_EXERCISE AIM_
Each record, in full, must be restated word for word.
-- PROVIDED MATERIAL follows --
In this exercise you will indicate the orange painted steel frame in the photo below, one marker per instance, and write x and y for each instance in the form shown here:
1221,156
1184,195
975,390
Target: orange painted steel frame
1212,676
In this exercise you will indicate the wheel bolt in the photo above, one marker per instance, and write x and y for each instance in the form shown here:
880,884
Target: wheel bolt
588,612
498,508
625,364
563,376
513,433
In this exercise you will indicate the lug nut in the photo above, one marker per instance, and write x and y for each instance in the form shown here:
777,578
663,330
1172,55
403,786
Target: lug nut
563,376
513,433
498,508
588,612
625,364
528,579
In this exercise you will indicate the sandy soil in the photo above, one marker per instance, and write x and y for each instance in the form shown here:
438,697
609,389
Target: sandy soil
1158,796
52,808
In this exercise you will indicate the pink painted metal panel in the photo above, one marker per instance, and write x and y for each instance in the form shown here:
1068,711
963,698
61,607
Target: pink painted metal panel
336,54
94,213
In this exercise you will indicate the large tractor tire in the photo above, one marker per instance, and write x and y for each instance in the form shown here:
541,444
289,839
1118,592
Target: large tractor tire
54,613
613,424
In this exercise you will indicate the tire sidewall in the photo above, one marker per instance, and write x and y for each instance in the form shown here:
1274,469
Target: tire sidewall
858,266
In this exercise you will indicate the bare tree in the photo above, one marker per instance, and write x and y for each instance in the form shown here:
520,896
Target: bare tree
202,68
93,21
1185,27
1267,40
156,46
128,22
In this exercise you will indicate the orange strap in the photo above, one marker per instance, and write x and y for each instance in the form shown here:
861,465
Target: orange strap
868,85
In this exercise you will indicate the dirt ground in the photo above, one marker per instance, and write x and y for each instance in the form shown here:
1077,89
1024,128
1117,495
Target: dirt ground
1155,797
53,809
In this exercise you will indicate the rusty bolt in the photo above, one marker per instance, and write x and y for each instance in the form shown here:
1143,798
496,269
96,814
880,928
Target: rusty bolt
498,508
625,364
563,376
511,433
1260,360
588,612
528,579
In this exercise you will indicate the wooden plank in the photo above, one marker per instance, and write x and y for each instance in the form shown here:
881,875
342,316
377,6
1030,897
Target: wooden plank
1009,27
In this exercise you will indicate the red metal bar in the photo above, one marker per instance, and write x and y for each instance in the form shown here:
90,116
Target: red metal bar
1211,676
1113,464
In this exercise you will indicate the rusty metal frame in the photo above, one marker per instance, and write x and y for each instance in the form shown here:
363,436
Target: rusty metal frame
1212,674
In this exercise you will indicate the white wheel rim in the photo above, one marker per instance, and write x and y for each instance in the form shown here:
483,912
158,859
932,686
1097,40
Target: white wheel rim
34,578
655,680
-- PROVIDED MATERIAL concluded --
_PROBLEM SOLUTION_
In this exercise you will indicate the orange painted steel frame in the photo below, one marker per instance, and write x and y for each instance in the form shown here:
1221,156
1184,195
975,390
Target: orange painted steel frame
1212,676
In this exercise you will indicate the wheel bolt in the photo above, one marker per instance, and write x and y for each instance in the form shown here:
880,884
Target: wheel bolt
588,612
498,508
625,364
563,376
513,433
In this exercise you will indicate the lug nut in the photo above, one marker per instance, and write x and y for each instance in the form shown here:
777,578
663,330
1172,55
403,786
Target: lug nut
563,376
513,433
498,508
588,612
625,364
528,579
In this exercise you will indicate the sandy soil in the photo above, one marker per instance, and write x and y for each instance in the form shown here:
438,697
609,389
Target: sandy soil
1158,796
52,808
In this exercise you will indicate the pink painted metal panel in the photo above, one marker per instance, and write x and y for each instance in the form shown here:
1068,711
963,698
61,607
Target: pink painted metal panel
336,54
94,213
In this exercise you will indicate the large tractor tire in the photo above, one marker per instance, and write x and y for each instance in the form shown here:
541,444
289,839
1118,592
Target: large tractor tire
54,613
613,424
In this exercise you will indicate the tire sidewall in the photo above, one marker per instance, and write x and y for each instance in the form shown here:
1274,469
Target: tire sidewall
858,266
In this exercise you will indicate the bare tree in the photo above, one marker per instance, and write x and y for each instance in the form shown here:
520,896
Target: bare tree
202,68
93,21
1185,27
1267,40
156,46
128,22
In this exercise you will indicate the orange strap in the photo above, one marker per instance, and write x and y for each instance in the form shown here:
861,465
Target: orange strap
868,85
In this exercise you will indicate the dirt ground in the photo above, one marker per instance, and write x and y for each instance in the form shown here:
1077,89
1024,128
1117,495
Target: dirt ground
1155,797
53,809
In this exercise you will indicate the rusty bolt in the photo above, one marker per instance, and write x and y for each instance in the form shown here:
1143,798
496,269
96,814
880,928
Target: rusty bolt
498,508
625,364
563,376
511,433
1260,360
588,612
528,579
In this exercise you will indicate the wooden plank in the photo above, one marker per instance, and write x and y for each instance in the form shown here:
881,875
342,316
377,6
1030,897
Target: wooden plank
1009,27
In this exercise you will indicate the red metal bar in the photo above, one marker per instance, and write x and y for each instance in the form shown here:
90,116
Target: red metal bar
1211,676
1113,464
In this exercise you will indicate the rusty metal frame in the photo above, one marker per instance, and write x and y for each instance in the form shown here:
363,436
Target: rusty metal frame
1212,674
In this exercise you will indicate the white wheel rim in the photo above, one marker per instance, and write x and y for each instance in the form shown here:
483,912
158,859
932,686
1097,40
Target: white wheel rim
34,578
655,680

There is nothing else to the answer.